> YOUR GOAL: Give the passage of the abstract on E2F1 ubiquitination again, starting with "Ubiquitination is a" and going on through "in E2F1's regulation.", but substitute "cell division cycle" for "cell cycle".

> SELECTED EXCERPT:
____________

Regulation of E2F1 Transcription Factor by Ubiquitin Conjugation

Abstract

Ubiquitination is a post-translational modification that defines the cellular fate of intracellular proteins. It can modify their stability, their activity, their subcellular location, and even their interacting pattern. This modification is a reversible event whose implementation is easy and fast. It contributes to the rapid adaptation of the cells to physiological intracellular variations and to intracellular or environmental stresses. E2F1 (E2 promoter binding factor 1) transcription factor is a potent cell cycle regulator. It displays contradictory functions able to regulate both cell proliferation and cell death. Its expression and activity are tightly regulated over the course of the cell cycle progression and in response to genotoxic stress. I discuss here the most recent evidence demonstrating the role of ubiquitination in E2F1's regulation.

Keywords: DNA damage; E2F1; cell cycle; ubiquitination.

Figure 1

Cell cycle regulation of E2F1 (E2 promotor binding factor 1) by ubiquitination. The E2F1 cellular content fluctuates along the cell cycle. It progressively increases in G1, peaks in S phase to promote the expression of genes required for the S-phase transition, then declines as cells progress through the S phase of the cell cycle. In G1, Rb (retinoblastoma) binds to E2F1 and represses its transcriptional activity. Sequestration of E2F1 by Rb stabilizes the protein and allows its accumulation during the G1 phase. The stability of E2F1 is controlled by ubiquitination throughout the cell cycle. In S phase, E2F1 is conjugated with K63-linked ubiquitin chains in a cIAP1 (cellular inhibitor of apoptosis 1)-dependent manner, contributing to its stabilization. At the end of the S phase, phosphorylation of E2F1 by CDK2 (cyclin-dependent kinase 2)/cyclin A complex is a signal for SCF (S-phase kinase-associated protein 1-cullinnn1-F-box)^skp2-mediated ubiquitination that targets E2F1 for proteasomal degradation. In the G2, M, and early G1 phases of the cell cycle, E2F1 content is maintained at low levels thanks to APC/C (anaphase promoting complex/cyclosome)^cdc20 and APC/C^cdh1-mediated ubiquitination and proteasomal degradation.

____________

> RECORDS SUPPLIED:
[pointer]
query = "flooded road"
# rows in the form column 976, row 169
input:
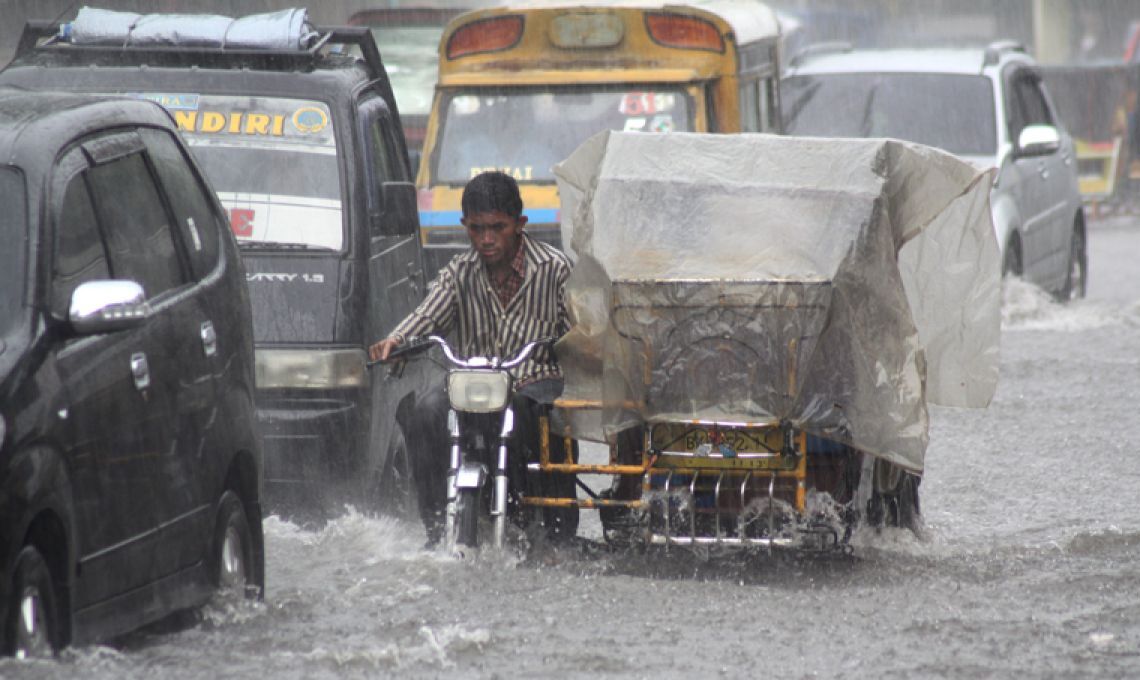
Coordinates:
column 1027, row 566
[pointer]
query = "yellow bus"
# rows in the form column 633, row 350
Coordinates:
column 520, row 87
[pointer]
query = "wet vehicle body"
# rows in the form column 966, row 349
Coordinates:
column 130, row 472
column 986, row 105
column 520, row 87
column 756, row 334
column 410, row 38
column 306, row 152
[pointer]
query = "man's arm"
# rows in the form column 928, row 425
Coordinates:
column 436, row 314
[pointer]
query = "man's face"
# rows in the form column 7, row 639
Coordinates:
column 495, row 235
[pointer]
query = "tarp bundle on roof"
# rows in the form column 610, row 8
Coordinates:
column 285, row 30
column 835, row 284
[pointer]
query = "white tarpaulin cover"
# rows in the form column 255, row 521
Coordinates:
column 837, row 284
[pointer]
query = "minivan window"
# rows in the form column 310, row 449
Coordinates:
column 193, row 207
column 951, row 112
column 526, row 132
column 14, row 234
column 273, row 162
column 80, row 254
column 135, row 223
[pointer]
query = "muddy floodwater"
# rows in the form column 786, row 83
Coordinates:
column 1029, row 564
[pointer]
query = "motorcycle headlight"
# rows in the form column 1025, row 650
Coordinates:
column 479, row 391
column 310, row 369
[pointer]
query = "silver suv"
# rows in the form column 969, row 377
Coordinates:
column 986, row 105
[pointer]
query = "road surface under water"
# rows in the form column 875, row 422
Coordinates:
column 1027, row 566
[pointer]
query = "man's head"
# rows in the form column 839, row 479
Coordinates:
column 493, row 215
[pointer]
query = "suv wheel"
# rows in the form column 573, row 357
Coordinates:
column 1077, row 277
column 1011, row 264
column 233, row 547
column 33, row 616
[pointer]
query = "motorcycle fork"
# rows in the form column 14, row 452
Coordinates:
column 498, row 500
column 453, row 471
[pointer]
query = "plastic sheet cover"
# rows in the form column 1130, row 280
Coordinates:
column 836, row 284
column 285, row 30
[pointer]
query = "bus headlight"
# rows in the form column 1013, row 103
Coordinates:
column 479, row 391
column 310, row 369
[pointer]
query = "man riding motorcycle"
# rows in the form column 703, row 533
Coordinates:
column 505, row 291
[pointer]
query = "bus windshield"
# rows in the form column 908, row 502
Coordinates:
column 524, row 132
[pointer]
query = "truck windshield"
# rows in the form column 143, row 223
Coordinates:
column 14, row 235
column 273, row 162
column 951, row 112
column 526, row 132
column 412, row 61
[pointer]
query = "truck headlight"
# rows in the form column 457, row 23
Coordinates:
column 478, row 391
column 310, row 369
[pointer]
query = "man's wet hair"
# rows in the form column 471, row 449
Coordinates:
column 491, row 191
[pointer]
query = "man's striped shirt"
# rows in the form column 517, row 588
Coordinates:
column 463, row 299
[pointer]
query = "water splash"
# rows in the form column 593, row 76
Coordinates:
column 1026, row 307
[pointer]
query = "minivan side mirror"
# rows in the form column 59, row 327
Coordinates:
column 106, row 306
column 400, row 213
column 1037, row 140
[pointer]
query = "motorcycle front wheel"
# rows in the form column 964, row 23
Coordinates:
column 466, row 517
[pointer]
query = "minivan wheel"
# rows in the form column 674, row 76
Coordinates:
column 1077, row 278
column 33, row 617
column 233, row 548
column 1011, row 264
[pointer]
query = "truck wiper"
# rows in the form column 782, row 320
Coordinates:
column 282, row 245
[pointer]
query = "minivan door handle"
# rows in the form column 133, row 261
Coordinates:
column 140, row 371
column 414, row 276
column 209, row 338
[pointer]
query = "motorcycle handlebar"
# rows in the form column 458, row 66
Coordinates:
column 418, row 345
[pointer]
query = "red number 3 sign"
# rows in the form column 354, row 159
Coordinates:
column 241, row 221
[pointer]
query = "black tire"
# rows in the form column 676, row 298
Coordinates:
column 909, row 515
column 466, row 518
column 1011, row 264
column 1076, row 280
column 231, row 560
column 396, row 491
column 33, row 625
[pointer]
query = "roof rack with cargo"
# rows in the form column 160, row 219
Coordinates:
column 994, row 50
column 300, row 45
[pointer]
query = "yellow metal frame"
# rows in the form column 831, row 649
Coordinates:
column 651, row 466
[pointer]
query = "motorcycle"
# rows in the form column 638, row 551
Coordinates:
column 483, row 482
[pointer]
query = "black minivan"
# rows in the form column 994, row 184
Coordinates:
column 129, row 464
column 304, row 148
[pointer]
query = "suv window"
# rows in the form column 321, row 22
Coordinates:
column 382, row 163
column 1031, row 102
column 194, row 211
column 13, row 231
column 273, row 162
column 139, row 237
column 946, row 111
column 80, row 254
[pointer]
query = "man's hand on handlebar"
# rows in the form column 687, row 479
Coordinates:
column 380, row 350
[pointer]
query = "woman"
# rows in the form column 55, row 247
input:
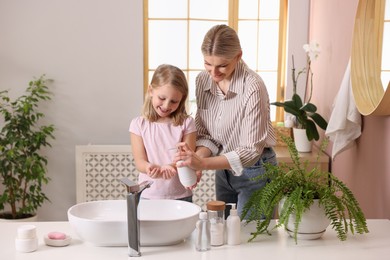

____________

> ANSWER TO THIS EXERCISE:
Ubiquitination is a post-translational modification that defines the cellular fate of intracellular proteins. It can modify their stability, their activity, their subcellular location, and even their interacting pattern. This modification is a reversible event whose implementation is easy and fast. It contributes to the rapid adaptation of the cells to physiological intracellular variations and to intracellular or environmental stresses. E2F1 (E2 promoter binding factor 1) transcription factor is a potent cell division cycle regulator. It displays contradictory functions able to regulate both cell proliferation and cell death. Its expression and activity are tightly regulated over the course of the cell division cycle progression and in response to genotoxic stress. I discuss here the most recent evidence demonstrating the role of ubiquitination in E2F1's regulation.